╭─ RECORDED DATA

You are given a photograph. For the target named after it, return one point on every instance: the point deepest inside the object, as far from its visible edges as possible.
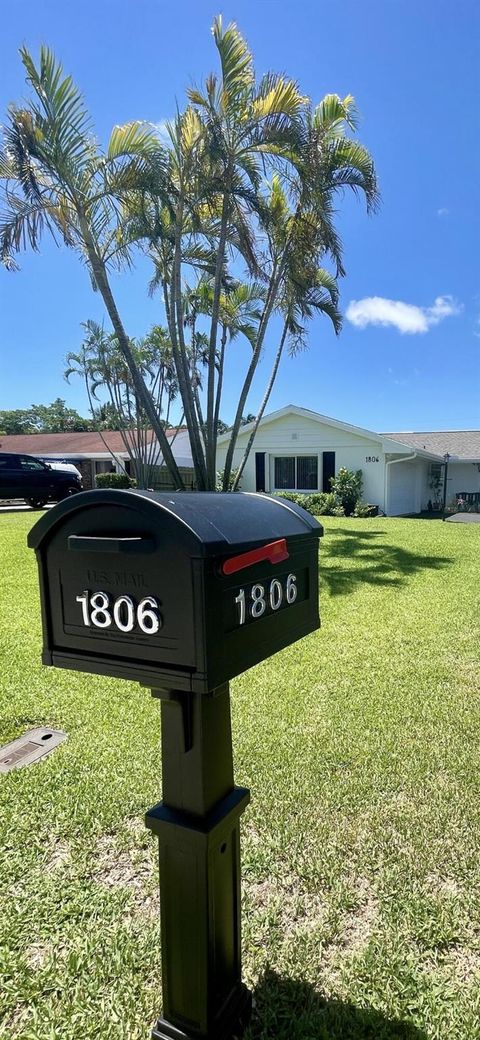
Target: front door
(328, 470)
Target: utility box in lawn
(182, 592)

╰─

__WHAT IS NEEDED__: Copy the data above word for word, leaving out the picture.

__RESULT__:
You are given a photograph. For the target named after it, return one point on every instance: the point deepest inside the object, as far from its visible edges as possible.
Target: front door
(328, 470)
Target: utility box in lawn
(182, 592)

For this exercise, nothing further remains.